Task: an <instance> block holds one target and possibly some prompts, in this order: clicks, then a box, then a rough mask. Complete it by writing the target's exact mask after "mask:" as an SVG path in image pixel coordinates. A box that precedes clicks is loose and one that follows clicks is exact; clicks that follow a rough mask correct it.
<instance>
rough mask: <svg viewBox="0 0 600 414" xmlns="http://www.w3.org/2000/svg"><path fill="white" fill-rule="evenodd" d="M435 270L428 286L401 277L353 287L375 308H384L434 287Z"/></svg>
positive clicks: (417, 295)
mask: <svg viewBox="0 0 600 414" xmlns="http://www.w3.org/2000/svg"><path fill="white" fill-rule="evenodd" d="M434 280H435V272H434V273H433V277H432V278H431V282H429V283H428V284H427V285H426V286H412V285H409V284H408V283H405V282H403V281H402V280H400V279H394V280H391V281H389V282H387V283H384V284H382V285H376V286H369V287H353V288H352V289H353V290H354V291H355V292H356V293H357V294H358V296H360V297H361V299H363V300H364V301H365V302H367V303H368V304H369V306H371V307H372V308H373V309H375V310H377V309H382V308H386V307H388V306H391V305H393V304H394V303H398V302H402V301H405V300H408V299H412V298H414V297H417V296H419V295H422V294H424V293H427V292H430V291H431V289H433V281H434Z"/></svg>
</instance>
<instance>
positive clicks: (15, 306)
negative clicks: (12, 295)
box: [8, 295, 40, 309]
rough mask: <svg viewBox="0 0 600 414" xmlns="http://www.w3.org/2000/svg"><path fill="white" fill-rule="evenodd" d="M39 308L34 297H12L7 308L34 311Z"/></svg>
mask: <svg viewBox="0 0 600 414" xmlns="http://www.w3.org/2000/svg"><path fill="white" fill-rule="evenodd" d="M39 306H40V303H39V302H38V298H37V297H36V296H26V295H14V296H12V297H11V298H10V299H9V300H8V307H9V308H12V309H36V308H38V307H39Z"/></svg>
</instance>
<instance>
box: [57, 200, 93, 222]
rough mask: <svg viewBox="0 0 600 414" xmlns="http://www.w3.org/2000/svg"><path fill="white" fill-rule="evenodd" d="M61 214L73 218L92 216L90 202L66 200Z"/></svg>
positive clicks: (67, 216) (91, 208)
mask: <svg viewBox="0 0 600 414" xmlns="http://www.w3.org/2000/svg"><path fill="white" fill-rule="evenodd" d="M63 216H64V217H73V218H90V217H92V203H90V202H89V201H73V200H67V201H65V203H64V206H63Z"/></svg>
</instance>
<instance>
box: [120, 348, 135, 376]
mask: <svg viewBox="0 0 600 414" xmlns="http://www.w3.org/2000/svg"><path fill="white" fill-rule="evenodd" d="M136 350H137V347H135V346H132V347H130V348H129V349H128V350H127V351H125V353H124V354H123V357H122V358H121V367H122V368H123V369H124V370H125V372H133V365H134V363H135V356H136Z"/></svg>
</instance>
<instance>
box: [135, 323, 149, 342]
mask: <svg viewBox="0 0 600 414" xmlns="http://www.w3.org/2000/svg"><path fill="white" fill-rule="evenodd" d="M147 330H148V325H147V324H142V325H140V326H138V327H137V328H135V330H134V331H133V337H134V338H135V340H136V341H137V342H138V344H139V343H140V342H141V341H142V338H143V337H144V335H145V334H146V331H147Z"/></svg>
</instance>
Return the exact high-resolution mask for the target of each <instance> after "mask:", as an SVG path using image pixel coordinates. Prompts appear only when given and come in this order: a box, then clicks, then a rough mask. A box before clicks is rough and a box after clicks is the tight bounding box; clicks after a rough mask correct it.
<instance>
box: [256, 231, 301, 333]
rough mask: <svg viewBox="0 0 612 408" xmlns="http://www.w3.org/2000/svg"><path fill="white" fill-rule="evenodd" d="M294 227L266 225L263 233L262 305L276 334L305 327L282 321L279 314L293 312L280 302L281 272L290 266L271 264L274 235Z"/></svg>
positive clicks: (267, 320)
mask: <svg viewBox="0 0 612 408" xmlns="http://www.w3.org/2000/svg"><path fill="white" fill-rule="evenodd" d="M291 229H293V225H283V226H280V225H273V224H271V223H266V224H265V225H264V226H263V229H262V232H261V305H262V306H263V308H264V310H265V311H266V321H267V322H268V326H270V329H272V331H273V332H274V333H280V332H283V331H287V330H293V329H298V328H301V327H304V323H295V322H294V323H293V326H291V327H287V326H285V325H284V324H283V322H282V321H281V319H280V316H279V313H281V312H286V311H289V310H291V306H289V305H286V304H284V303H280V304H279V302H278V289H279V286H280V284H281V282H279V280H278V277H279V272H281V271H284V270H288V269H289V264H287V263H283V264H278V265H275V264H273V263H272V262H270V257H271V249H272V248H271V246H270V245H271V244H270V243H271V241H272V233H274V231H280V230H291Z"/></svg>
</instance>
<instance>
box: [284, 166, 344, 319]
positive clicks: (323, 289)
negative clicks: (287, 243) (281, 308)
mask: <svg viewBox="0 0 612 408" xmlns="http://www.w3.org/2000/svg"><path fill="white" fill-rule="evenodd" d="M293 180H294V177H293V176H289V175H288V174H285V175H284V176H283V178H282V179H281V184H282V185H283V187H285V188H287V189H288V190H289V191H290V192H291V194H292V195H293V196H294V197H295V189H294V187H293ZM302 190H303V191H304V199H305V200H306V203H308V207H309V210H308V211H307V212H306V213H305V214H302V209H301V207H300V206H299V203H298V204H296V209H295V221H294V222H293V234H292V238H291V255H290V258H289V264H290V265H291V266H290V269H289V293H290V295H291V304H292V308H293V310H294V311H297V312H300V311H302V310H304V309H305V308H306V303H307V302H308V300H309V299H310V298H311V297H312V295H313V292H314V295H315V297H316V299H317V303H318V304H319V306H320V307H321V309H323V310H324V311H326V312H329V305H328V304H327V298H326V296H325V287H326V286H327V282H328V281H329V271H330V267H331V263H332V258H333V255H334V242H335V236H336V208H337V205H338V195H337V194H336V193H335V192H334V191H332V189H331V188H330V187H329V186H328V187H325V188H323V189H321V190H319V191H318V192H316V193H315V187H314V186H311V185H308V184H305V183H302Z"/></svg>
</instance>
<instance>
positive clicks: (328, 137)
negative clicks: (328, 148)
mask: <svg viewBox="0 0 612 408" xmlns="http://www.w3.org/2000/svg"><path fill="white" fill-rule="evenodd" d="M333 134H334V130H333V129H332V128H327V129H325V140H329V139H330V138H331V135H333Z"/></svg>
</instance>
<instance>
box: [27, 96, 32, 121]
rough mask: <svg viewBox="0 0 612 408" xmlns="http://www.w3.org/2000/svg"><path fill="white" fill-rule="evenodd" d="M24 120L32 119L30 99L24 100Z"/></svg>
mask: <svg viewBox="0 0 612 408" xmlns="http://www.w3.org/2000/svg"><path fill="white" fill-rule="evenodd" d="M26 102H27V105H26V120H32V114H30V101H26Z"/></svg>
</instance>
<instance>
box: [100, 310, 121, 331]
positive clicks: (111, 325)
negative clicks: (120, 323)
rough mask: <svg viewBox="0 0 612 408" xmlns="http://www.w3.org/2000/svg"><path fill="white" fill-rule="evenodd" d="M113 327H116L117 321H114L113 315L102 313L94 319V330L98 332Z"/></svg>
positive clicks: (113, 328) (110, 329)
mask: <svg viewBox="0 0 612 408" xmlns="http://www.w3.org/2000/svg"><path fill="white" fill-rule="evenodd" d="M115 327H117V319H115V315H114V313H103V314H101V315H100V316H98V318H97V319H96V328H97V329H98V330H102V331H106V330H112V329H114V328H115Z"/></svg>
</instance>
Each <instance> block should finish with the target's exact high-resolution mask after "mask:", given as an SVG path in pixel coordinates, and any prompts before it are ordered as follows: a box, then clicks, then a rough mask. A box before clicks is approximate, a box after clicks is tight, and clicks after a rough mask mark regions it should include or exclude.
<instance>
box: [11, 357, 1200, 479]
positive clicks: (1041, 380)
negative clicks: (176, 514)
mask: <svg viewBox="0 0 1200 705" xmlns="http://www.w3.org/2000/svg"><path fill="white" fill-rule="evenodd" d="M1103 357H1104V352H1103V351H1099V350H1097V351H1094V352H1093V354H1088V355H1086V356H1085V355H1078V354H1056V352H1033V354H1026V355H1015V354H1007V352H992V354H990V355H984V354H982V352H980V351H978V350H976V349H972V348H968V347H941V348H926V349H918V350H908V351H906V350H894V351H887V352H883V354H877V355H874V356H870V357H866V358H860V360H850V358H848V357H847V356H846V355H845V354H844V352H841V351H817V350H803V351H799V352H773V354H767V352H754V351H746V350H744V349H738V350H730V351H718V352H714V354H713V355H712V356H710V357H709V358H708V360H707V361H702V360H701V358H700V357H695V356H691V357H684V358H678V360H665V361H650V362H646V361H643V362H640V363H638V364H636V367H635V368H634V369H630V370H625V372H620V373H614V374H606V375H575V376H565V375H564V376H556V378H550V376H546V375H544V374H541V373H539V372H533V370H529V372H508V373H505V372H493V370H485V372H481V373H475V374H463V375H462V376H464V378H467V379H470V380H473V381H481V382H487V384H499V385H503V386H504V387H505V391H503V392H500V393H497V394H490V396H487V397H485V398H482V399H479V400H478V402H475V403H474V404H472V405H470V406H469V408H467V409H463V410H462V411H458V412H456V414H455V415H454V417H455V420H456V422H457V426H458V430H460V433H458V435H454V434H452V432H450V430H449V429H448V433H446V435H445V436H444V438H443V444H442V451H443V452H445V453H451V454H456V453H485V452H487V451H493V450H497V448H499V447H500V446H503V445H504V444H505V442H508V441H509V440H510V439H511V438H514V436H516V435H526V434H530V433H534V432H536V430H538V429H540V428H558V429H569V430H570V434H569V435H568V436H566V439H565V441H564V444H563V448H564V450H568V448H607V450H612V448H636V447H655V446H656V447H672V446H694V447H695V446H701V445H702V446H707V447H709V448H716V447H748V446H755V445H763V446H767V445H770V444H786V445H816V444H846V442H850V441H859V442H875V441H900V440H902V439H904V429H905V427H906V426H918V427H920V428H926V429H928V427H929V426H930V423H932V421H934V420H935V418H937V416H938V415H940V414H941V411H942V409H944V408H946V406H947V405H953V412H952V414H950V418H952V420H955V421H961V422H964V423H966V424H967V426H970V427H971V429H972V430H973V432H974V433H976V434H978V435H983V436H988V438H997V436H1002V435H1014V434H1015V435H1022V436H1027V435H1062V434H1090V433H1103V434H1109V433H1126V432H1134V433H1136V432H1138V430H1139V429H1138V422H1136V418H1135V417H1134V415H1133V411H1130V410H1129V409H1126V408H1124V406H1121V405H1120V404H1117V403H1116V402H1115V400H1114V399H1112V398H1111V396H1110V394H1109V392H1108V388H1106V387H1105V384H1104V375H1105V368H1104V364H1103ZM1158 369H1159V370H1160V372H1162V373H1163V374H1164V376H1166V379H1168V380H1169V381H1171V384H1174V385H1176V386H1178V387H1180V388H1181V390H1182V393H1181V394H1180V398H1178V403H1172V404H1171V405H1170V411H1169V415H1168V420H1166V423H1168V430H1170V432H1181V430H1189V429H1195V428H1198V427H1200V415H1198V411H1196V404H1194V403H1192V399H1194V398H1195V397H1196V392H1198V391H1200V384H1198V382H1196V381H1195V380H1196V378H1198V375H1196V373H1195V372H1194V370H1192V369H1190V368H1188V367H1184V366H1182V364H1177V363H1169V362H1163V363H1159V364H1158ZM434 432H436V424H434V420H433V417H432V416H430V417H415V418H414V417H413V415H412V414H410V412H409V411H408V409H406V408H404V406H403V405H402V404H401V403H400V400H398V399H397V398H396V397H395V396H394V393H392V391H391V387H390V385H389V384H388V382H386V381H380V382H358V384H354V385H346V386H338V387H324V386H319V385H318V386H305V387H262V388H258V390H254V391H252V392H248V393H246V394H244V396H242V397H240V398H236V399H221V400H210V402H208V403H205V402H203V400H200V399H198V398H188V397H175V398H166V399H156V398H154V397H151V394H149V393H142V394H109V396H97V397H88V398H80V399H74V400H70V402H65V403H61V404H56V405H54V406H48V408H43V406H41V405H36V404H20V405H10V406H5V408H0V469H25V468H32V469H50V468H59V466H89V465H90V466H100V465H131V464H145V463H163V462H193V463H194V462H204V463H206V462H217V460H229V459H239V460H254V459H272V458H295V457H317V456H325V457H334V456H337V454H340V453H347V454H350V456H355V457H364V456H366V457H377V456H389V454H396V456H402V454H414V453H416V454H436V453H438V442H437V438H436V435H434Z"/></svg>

────────────────

WORK ORDER:
Rewrite the lines from the first one through the line that contains "positive clicks: (417, 295)", inclusive, replacing every "rough mask" with "coarse mask" and keeping everything else the same.

SOLUTION TO THIS TASK:
Task: an <instance> block holds one target and possibly some prompts, in this order: clicks, then a box, then a coarse mask. Complete it by writing the target's exact mask after "mask:" as an SVG path in image pixel coordinates. A box that precedes clicks is loose and one that follows clicks is exact; clicks that follow a coarse mask correct it.
<instance>
coarse mask: <svg viewBox="0 0 600 414" xmlns="http://www.w3.org/2000/svg"><path fill="white" fill-rule="evenodd" d="M435 270L428 286L401 277L353 287L375 308H384L434 287Z"/></svg>
positive clicks: (417, 295)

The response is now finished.